Stored data
----------------

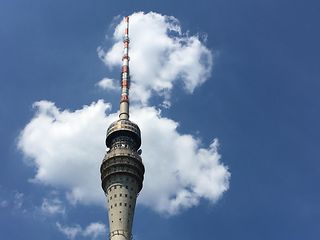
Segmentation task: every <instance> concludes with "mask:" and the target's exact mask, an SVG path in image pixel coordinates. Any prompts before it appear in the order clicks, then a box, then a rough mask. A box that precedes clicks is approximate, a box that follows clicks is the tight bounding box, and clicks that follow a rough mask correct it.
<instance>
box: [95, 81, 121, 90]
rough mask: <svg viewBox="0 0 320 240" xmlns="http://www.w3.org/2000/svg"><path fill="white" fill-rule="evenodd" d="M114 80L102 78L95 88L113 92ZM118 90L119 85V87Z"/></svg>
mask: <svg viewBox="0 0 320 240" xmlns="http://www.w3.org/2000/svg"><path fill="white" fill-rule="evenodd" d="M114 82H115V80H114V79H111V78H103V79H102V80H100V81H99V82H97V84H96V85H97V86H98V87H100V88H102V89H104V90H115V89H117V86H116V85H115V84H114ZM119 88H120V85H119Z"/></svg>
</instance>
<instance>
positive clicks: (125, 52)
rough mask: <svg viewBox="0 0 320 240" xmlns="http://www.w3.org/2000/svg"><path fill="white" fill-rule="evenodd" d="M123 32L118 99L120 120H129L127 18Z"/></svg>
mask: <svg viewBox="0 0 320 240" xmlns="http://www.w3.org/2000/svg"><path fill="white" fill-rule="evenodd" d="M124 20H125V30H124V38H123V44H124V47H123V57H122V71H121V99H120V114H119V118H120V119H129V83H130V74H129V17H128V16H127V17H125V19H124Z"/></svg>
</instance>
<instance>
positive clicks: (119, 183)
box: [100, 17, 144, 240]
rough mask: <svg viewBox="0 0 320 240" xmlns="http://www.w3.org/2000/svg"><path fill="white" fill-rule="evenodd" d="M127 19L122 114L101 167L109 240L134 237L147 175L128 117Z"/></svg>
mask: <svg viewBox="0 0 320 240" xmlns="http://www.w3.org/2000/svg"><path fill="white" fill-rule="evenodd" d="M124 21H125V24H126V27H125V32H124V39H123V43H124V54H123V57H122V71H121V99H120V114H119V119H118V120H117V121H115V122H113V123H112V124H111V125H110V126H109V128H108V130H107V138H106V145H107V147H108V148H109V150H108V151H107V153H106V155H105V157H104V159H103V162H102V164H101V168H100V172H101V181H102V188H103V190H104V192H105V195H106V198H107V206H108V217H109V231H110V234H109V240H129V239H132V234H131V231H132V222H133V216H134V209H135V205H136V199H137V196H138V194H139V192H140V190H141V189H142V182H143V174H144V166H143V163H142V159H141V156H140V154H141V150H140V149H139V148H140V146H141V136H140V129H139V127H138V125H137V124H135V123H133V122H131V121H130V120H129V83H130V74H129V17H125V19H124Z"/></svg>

----------------

DIRECTIONS
Retype the entries above exactly, starting at their first line and ending with the line that holds "box: [95, 81, 121, 90]"; pictures stay out.

EXPECTED ANSWER
Segmentation task: every <instance> concludes with "mask:" and the target's exact mask, an SVG path in image pixel coordinates. Any prompts before it appear in the order clicks, then a box, then a rough mask. A box that precedes clicks is approximate, a box that follows clicks is the tight bounding box, and clicks that follow a rough mask correct it.
<instance>
box: [95, 81, 121, 90]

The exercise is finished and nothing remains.